▶ **Obiettivo**
Restituisci ogni riga delle voci seguenti in cui compare la parola "flower".
┌────────
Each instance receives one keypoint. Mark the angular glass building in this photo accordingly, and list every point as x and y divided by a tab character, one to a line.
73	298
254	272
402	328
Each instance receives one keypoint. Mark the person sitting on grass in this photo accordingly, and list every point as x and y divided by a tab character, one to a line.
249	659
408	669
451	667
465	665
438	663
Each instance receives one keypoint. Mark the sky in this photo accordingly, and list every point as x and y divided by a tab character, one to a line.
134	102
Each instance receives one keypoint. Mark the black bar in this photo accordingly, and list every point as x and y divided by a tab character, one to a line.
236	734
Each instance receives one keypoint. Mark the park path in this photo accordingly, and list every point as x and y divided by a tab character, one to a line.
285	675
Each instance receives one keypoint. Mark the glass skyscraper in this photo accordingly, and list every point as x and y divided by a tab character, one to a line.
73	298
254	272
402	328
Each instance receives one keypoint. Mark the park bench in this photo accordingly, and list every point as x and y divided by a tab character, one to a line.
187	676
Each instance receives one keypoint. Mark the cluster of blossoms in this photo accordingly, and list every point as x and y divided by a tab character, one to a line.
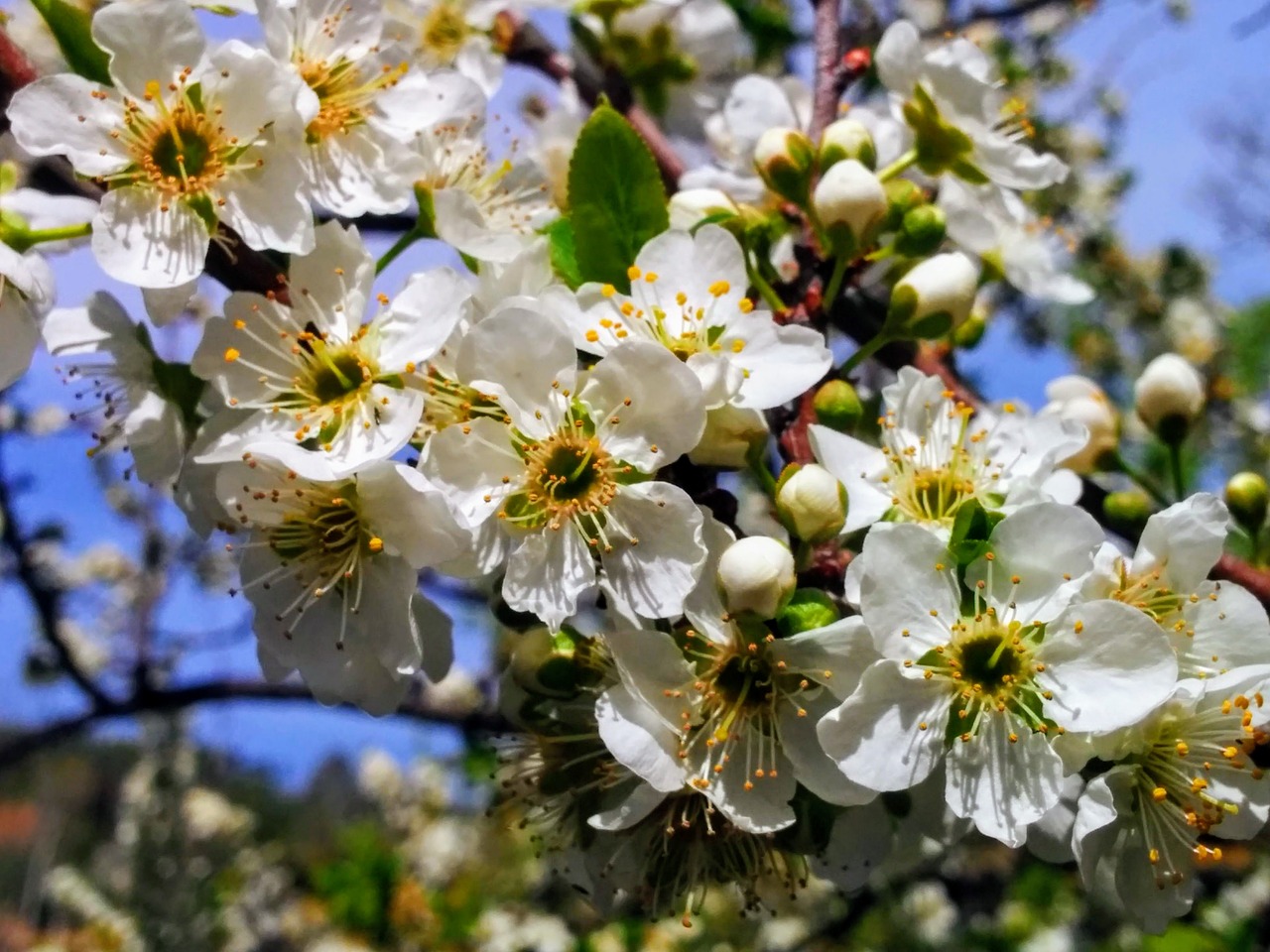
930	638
└────────
┌────────
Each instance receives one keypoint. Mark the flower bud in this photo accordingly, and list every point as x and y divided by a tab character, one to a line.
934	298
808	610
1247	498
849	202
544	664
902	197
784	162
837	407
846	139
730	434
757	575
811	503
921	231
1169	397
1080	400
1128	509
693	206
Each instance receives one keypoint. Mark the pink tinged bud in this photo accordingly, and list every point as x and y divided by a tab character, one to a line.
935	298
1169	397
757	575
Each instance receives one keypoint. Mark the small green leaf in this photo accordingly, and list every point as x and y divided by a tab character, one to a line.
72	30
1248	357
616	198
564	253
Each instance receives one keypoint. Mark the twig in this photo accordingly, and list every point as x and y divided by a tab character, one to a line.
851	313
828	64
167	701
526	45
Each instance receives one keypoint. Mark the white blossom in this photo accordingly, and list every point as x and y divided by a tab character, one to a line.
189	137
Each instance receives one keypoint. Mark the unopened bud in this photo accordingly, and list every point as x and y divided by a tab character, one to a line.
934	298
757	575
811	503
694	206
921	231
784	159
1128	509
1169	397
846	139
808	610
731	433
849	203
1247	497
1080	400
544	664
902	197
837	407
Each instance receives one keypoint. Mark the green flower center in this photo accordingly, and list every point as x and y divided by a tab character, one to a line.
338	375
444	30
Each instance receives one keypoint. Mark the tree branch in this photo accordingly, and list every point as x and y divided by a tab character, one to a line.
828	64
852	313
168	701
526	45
└────────
┌────────
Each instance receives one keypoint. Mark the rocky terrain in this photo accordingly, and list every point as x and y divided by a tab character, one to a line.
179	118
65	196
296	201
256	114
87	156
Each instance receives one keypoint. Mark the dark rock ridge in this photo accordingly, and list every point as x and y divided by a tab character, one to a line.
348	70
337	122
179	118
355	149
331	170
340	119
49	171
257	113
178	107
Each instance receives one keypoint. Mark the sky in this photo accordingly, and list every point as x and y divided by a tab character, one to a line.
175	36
└────────
▶ **Soluzione**
Each instance receives one keypoint. Mark the flower bud in this photo accordingly, and list every point as x and y divided by a tab character, one to a line.
Each instance receives one keypoint. Mark the green flower center in this photo accordingly, and list every point as x and y divided by a tab character, one to a line.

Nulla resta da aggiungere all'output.